▶ [Goal] From the OpenXR swapchain source file below, list every header file named in an #include directive.

▶ [Source document]

——

UnrealEngine/Engine/Plugins/Runtime/OpenXR/Source/OpenXRHMD/Private/OpenXRHMD_Swapchain.cpp

// Copyright Epic Games, Inc. All Rights Reserved.

#include "OpenXRHMD_Swapchain.h"
#include "OpenXRCore.h"
#include "XRThreadUtils.h"
#include "Epic_openxr.h"

static TAutoConsoleVariable<int32> CVarOpenXRSwapchainRetryCount(
	TEXT("vr.OpenXRSwapchainRetryCount"),
	9,
	TEXT("Number of times the OpenXR plugin will attempt to wait for the next swapchain image."),
	ECVF_RenderThreadSafe);

FOpenXRSwapchain::FOpenXRSwapchain(TArray<FTextureRHIRef>&& InRHITextureSwapChain, const FTextureRHIRef & InRHITexture, XrSwapchain InHandle) :
	FXRSwapChain(MoveTemp(InRHITextureSwapChain), InRHITexture),
	Handle(InHandle),
	ImageAcquired(false),
	ImageReady(false)
{
}

FOpenXRSwapchain::~FOpenXRSwapchain() 
{
	XR_ENSURE(xrDestroySwapchain(Handle));
}

// FIXME: The Vulkan extension requires access to the VkQueue in xrAcquireSwapchainImage,
// so calling this function on any other thread than the RHI thread is unsafe on some runtimes.
void FOpenXRSwapchain::IncrementSwapChainIndex_RHIThread()
{
	bool WasAcquired = false;
	ImageAcquired.compare_exchange_strong(WasAcquired, true);
	if (WasAcquired)

——

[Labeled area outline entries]
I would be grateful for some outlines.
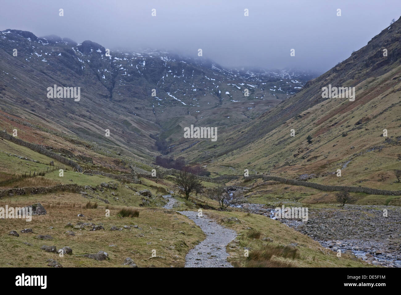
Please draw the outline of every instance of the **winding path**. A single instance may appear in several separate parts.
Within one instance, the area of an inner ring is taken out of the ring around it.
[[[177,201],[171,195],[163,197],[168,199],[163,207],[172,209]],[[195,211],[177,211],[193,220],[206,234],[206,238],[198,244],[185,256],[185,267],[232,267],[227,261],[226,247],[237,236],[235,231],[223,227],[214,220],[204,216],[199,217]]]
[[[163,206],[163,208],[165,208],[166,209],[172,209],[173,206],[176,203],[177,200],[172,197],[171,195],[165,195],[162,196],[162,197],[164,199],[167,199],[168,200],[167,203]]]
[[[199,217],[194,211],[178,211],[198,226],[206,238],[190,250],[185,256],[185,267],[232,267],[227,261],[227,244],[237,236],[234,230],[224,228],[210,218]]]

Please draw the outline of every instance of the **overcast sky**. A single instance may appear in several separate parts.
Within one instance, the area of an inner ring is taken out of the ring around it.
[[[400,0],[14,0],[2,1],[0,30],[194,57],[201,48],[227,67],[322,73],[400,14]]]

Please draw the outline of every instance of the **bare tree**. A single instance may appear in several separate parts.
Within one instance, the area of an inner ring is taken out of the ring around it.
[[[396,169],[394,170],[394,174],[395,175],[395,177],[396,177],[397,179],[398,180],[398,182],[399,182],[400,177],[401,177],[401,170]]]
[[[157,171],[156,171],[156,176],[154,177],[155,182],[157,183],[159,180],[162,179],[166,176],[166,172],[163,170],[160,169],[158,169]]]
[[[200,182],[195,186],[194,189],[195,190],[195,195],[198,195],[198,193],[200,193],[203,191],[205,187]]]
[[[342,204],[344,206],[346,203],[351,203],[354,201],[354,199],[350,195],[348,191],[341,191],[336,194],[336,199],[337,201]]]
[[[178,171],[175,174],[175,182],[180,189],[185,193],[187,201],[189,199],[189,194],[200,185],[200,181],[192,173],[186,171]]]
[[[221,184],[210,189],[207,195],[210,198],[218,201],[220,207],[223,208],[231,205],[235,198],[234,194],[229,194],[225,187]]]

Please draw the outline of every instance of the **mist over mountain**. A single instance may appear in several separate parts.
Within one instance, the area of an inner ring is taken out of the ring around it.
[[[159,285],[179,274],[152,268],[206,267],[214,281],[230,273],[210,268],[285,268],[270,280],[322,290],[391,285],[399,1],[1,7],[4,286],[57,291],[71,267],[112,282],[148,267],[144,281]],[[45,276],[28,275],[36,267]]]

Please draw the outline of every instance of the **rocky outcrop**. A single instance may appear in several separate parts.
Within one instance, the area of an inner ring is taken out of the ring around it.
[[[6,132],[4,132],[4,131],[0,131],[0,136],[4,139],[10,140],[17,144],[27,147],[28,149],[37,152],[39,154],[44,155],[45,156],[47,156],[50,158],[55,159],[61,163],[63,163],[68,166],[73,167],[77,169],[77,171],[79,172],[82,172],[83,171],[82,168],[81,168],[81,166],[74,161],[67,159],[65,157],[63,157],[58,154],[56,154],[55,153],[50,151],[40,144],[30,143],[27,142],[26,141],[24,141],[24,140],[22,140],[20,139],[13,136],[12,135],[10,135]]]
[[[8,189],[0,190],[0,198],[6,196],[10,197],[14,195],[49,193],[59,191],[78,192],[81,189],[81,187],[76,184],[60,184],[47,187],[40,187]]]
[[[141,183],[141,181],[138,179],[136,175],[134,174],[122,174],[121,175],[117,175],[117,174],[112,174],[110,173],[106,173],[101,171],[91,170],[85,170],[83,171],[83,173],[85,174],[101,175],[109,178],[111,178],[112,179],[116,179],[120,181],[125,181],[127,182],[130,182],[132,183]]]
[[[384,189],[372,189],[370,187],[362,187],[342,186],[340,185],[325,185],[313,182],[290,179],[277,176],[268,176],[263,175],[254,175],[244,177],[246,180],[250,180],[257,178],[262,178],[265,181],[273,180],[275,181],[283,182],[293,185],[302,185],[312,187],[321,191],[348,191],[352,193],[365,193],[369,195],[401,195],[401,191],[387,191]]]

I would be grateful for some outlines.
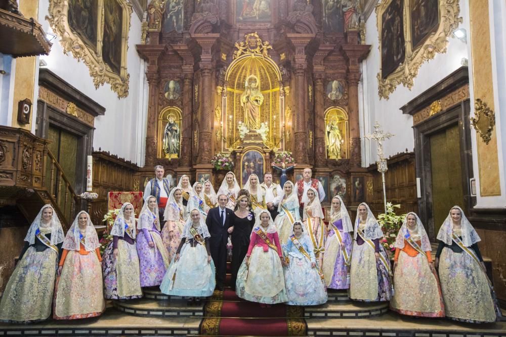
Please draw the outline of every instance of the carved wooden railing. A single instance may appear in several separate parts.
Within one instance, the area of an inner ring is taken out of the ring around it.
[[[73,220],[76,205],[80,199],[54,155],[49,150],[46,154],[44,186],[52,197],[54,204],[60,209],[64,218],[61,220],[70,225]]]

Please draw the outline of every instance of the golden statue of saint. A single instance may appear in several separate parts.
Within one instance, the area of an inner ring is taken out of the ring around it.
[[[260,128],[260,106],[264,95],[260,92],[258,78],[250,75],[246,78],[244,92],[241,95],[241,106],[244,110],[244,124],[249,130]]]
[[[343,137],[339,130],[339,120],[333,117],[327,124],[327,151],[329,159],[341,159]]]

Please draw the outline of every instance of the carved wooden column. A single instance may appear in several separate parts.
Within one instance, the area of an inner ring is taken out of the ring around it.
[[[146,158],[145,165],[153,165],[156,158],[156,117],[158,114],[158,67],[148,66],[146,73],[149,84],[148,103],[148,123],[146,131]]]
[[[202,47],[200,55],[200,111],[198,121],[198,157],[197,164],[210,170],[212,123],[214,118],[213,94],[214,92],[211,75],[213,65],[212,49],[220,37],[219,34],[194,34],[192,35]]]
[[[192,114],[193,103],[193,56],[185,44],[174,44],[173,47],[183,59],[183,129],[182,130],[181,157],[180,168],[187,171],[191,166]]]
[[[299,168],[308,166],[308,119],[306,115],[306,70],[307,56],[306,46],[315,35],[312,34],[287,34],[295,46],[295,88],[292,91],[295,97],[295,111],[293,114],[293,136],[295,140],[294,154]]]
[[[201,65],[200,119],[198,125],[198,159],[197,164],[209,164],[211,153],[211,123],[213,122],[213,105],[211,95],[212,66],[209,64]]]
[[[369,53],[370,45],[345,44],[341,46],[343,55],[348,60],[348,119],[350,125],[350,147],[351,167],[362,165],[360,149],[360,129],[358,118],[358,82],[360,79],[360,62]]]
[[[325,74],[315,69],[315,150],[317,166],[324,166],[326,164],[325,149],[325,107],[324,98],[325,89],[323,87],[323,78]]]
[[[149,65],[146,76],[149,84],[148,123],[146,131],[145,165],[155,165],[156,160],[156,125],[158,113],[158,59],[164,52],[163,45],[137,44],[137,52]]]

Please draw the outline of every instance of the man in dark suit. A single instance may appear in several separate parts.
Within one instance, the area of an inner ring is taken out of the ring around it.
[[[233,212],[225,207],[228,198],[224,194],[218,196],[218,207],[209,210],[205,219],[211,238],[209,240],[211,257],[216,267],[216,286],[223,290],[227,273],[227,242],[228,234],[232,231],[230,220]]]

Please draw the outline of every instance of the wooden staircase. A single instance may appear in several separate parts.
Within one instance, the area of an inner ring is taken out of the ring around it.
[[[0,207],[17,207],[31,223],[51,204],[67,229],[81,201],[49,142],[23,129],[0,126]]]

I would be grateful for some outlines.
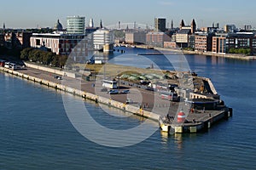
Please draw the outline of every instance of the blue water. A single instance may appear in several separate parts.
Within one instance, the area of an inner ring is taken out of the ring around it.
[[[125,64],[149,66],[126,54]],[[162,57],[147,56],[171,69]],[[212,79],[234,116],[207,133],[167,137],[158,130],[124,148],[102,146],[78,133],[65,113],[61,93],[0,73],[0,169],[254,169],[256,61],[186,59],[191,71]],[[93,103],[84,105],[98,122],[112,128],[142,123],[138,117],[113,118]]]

——

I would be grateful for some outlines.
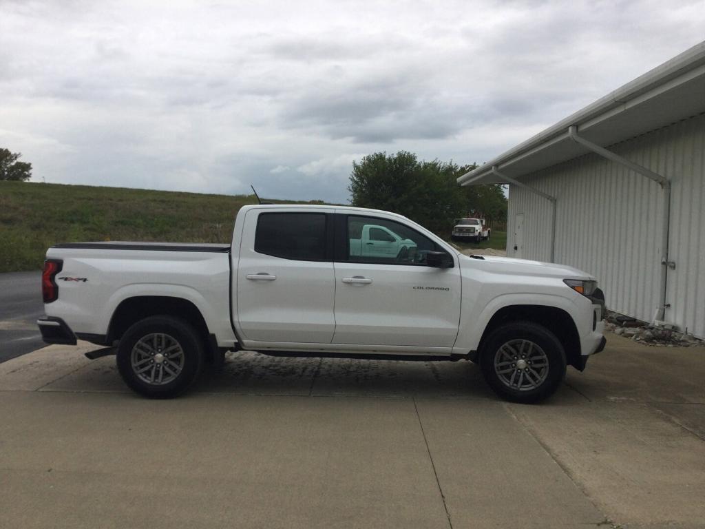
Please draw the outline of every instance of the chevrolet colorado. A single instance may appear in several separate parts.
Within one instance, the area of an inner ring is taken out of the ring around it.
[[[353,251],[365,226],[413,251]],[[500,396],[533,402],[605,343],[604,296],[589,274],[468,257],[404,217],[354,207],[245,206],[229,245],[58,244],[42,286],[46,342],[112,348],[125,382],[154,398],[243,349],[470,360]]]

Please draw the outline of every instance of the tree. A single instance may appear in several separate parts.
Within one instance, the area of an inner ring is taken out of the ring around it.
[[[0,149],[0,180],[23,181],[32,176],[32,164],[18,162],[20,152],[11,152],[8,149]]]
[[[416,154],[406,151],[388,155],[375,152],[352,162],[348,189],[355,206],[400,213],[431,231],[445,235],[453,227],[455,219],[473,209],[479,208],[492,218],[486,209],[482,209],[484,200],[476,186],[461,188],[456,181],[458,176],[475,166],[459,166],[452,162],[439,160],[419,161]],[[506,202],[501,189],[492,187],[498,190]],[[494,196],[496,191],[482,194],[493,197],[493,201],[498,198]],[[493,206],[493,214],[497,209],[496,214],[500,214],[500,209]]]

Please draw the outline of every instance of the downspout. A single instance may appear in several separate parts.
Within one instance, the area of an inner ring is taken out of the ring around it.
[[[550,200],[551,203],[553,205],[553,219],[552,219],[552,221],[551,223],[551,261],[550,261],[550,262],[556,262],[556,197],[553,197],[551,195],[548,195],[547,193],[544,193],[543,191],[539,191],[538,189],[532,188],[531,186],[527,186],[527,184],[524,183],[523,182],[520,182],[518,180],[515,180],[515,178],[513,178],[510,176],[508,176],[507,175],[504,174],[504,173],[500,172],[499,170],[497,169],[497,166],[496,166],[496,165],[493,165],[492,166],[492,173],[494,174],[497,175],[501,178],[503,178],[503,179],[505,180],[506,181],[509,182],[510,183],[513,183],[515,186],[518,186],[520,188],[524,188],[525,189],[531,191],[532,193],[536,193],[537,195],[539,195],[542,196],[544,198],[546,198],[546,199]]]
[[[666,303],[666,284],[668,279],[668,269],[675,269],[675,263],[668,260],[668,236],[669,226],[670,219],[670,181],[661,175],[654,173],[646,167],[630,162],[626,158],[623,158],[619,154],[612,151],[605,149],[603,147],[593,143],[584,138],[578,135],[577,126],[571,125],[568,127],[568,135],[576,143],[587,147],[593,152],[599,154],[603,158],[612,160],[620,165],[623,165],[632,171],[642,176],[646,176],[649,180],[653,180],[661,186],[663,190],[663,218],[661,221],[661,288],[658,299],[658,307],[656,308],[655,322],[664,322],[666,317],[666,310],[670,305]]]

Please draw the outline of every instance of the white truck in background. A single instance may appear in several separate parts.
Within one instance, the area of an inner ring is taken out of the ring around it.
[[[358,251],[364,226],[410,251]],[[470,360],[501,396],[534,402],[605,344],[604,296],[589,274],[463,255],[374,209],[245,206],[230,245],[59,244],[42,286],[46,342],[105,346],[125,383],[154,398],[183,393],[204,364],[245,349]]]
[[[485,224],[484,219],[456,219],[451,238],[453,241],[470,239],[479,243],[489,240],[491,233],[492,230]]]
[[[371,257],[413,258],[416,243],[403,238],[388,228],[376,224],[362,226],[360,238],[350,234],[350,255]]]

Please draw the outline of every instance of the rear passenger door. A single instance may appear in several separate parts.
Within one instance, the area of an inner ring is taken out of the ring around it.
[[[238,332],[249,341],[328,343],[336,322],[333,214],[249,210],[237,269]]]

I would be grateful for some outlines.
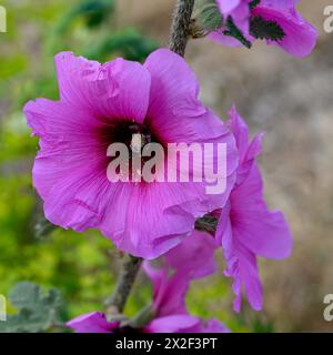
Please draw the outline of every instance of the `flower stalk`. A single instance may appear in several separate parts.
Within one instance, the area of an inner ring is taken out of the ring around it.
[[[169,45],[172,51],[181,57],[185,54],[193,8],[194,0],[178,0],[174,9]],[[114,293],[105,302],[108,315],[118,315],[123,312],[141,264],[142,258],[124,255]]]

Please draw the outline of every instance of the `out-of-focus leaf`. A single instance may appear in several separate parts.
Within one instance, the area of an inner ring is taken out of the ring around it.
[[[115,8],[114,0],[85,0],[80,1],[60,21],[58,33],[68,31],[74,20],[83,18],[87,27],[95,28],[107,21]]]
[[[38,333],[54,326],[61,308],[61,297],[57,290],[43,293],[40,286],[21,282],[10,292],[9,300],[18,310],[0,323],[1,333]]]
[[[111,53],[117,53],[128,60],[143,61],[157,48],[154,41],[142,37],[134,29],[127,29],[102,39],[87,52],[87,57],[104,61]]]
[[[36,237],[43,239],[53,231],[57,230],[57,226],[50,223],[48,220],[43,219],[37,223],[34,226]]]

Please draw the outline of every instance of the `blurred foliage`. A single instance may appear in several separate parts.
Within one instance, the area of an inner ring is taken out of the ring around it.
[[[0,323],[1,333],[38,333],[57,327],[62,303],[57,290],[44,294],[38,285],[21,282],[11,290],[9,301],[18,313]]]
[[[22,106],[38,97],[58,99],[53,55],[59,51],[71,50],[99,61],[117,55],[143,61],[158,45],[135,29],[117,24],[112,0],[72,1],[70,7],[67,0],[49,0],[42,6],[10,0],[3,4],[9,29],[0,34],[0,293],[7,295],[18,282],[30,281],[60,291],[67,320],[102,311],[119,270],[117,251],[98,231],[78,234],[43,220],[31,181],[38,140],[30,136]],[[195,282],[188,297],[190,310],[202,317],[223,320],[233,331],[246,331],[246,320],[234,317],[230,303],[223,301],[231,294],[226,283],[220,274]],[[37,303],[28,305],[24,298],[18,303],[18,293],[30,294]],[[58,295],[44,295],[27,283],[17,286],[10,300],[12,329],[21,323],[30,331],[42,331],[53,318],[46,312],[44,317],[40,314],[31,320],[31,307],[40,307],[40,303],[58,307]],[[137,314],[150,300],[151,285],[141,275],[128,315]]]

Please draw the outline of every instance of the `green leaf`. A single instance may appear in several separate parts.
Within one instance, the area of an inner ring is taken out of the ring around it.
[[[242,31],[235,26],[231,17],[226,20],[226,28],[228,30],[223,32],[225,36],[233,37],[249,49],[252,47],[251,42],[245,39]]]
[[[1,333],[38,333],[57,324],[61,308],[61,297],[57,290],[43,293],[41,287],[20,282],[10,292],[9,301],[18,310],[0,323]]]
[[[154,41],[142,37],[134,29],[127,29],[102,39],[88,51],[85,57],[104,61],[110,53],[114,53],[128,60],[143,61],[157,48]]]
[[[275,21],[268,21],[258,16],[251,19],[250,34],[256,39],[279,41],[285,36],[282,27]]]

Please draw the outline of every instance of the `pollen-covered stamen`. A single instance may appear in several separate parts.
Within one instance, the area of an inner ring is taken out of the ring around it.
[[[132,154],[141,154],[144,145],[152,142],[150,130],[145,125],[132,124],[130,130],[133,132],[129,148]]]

——

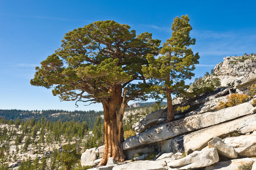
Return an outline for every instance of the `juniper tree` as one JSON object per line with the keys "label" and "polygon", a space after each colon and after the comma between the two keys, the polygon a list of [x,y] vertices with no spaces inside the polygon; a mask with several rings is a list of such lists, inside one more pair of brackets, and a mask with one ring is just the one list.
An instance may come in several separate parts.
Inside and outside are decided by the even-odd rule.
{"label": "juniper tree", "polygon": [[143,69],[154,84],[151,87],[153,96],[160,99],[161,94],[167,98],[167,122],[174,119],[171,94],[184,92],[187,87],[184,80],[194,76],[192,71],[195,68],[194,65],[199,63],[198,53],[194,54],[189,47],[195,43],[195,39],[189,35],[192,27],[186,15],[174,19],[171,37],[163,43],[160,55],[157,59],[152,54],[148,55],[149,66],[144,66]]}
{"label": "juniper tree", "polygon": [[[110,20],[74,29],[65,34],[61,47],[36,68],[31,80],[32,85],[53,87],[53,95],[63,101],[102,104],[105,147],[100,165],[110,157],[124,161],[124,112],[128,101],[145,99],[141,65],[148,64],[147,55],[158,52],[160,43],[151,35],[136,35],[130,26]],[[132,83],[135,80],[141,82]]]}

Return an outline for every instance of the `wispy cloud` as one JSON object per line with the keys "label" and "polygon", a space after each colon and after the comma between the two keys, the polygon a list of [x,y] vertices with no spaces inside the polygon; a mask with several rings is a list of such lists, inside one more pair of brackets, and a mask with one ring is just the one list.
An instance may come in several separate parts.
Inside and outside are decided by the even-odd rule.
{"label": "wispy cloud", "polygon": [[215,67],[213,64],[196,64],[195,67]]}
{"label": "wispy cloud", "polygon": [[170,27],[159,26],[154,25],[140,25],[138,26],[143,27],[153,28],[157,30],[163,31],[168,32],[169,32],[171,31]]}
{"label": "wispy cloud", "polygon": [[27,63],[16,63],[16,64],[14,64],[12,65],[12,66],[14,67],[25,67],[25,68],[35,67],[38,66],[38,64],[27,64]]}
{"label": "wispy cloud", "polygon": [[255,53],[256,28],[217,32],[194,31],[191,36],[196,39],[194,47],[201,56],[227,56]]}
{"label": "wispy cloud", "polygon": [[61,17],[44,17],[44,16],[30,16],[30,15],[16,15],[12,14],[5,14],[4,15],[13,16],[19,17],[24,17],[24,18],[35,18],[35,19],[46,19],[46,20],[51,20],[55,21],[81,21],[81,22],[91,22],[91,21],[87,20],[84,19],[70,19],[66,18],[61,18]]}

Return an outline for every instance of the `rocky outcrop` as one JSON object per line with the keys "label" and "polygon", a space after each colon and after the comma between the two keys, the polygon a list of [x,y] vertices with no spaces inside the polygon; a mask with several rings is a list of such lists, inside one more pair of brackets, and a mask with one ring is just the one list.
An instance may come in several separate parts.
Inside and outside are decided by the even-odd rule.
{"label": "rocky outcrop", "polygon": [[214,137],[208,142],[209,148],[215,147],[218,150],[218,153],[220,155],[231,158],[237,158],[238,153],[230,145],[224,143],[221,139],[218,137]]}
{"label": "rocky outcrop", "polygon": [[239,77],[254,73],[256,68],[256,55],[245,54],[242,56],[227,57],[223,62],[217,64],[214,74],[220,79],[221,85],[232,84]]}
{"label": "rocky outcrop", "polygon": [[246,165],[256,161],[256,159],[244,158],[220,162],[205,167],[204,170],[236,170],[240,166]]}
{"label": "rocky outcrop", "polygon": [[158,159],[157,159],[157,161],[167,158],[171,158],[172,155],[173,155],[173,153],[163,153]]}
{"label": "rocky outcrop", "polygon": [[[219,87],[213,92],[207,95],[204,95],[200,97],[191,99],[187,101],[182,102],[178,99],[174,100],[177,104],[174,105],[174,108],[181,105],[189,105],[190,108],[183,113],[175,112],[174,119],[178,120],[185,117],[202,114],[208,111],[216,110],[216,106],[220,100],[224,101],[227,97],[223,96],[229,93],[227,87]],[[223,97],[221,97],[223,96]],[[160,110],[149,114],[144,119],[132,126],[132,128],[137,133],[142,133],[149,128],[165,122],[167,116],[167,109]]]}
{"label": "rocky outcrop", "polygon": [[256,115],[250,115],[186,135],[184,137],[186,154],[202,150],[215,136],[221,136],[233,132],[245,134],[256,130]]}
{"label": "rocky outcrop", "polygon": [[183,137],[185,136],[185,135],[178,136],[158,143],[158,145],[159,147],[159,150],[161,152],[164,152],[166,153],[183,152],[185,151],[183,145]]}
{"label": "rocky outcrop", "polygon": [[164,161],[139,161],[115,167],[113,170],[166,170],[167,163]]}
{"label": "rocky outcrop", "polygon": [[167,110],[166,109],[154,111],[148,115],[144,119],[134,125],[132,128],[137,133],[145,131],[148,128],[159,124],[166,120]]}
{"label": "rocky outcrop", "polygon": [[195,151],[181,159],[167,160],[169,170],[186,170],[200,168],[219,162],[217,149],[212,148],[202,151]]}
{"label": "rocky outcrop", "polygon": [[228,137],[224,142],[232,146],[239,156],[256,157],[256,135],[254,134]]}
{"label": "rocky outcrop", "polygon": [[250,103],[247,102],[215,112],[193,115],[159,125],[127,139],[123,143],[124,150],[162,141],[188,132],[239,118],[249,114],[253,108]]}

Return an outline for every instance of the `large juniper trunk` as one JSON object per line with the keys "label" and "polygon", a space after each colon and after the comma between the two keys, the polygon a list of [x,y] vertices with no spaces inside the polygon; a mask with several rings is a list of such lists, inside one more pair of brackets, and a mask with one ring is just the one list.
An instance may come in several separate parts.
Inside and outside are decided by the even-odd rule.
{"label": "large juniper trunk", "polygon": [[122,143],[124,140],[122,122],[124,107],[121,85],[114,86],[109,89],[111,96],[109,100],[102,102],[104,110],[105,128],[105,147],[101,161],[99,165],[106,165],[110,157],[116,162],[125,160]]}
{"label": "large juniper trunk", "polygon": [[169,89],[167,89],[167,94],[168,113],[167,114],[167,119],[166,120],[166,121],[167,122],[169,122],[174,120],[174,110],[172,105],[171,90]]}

——

▶ [Result]
- OpenXRHMD_Swapchain.h
- OpenXRCore.h
- XRThreadUtils.h
- Epic_openxr.h